THE EXERCISE
Return each line of the records below that contains the word "image". Case matters, so a line with only a differently capitalized form does not count.

==== EXCERPTED DATA ====

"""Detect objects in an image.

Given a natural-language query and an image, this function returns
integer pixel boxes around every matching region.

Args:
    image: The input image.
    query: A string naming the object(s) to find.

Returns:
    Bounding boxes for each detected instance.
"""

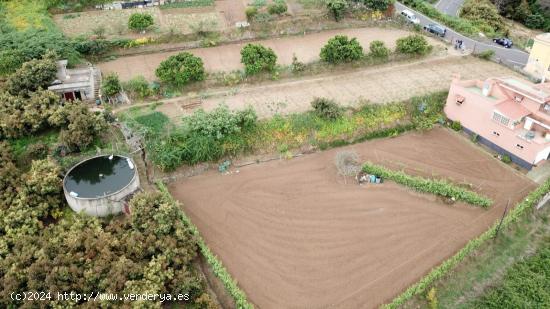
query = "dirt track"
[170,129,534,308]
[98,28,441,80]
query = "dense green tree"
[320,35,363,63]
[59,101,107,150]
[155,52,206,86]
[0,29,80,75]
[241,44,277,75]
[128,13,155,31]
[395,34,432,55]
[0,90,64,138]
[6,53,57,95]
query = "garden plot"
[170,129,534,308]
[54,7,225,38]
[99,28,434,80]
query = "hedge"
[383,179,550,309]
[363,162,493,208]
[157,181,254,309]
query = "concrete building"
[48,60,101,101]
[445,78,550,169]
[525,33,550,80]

====
==== EXCERPTED DATA ====

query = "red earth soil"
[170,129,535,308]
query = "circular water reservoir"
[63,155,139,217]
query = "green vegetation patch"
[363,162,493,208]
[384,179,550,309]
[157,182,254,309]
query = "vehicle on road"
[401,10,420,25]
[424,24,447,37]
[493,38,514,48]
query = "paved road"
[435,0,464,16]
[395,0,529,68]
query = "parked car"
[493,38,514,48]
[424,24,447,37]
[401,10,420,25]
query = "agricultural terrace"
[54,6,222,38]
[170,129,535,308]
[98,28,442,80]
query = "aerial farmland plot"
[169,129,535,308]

====

RESULT
"""Detect objects in an image.
Given a natural-language query and an image, this function returns
    image: The input image.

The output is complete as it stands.